» REQUIRED ACTION: The entries follow. Copy every line in which "table" appears.

━━━━━ DATA RECORDS ━━━━━

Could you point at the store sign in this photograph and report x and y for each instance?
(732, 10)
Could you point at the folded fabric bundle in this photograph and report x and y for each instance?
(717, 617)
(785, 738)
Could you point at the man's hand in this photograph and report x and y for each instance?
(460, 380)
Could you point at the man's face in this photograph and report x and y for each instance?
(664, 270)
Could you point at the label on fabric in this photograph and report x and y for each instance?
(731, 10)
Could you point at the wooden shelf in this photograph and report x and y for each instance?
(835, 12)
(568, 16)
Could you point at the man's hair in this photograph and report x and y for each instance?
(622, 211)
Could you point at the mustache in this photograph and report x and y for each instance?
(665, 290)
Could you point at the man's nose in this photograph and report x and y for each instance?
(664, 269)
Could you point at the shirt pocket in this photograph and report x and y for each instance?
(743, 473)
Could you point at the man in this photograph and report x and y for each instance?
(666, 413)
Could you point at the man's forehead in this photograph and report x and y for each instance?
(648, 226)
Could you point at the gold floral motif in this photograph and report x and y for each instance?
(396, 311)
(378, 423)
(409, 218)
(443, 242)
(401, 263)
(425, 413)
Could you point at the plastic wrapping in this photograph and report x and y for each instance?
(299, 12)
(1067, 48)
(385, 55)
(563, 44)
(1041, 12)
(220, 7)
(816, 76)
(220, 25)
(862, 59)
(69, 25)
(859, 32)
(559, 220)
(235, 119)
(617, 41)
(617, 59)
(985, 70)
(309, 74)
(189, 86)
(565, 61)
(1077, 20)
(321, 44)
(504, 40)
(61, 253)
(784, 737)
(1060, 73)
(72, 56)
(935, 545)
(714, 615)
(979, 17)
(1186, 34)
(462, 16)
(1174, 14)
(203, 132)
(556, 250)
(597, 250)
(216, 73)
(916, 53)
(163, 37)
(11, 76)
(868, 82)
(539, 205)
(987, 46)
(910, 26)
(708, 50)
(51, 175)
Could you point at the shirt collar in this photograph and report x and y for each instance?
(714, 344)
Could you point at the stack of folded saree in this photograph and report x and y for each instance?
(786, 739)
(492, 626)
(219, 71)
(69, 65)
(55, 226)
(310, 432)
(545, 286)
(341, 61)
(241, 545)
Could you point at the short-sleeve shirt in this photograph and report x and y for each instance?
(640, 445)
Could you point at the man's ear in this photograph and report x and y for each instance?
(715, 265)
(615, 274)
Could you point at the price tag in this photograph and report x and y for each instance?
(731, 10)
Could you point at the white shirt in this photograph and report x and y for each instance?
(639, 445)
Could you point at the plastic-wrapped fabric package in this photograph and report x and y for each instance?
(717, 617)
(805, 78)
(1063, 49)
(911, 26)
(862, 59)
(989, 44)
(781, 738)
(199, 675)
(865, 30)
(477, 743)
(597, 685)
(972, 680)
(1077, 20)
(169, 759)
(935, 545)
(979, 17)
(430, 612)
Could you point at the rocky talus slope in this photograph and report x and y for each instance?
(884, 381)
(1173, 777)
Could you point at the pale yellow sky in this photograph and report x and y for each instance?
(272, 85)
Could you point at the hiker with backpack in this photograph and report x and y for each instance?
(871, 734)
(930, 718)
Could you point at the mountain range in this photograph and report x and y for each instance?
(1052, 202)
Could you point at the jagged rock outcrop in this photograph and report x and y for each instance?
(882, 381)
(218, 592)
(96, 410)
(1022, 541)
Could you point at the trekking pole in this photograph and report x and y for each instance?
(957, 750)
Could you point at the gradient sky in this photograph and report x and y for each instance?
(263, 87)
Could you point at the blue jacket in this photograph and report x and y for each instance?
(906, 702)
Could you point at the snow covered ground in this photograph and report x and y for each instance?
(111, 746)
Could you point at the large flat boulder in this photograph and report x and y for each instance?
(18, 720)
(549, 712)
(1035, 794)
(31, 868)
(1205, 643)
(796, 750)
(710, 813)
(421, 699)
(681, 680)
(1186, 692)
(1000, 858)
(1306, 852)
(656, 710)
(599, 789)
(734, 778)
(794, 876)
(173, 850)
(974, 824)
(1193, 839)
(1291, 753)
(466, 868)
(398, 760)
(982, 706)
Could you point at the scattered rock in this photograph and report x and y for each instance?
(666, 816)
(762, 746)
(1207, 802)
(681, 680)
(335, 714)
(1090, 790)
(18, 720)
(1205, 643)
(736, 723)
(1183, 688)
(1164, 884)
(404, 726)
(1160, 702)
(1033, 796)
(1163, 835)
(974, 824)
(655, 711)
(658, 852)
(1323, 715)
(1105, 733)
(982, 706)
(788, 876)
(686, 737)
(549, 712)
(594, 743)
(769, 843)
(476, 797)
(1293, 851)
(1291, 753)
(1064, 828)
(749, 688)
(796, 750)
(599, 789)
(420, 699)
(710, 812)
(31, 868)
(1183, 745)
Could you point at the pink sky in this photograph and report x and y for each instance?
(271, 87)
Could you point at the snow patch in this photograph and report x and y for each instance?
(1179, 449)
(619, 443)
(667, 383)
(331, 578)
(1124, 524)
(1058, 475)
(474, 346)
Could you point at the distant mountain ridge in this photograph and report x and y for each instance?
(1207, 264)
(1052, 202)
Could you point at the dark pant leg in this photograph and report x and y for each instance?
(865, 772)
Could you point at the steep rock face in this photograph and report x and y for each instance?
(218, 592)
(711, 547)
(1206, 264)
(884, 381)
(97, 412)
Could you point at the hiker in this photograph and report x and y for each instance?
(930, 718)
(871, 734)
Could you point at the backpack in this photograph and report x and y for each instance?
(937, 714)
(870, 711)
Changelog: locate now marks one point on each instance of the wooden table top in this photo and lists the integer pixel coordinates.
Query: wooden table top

━━━━━

» THE COMPLETED TASK:
Changelog: locate now marks one point on each instance of the wooden table top in this photo and lists the integer pixel coordinates.
Query: wooden table top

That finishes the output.